Start of Exercise inputs
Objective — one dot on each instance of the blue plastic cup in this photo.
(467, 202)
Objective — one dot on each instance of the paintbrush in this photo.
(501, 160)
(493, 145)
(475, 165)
End of Exercise inputs
Description of the task: Output the entire set of records exactly as shown.

Answer below:
Objective — one dot on each instance of the blue plastic cup in this photo.
(467, 202)
Objective — one dot on each instance of the paintbrush in this photo.
(501, 160)
(493, 145)
(475, 165)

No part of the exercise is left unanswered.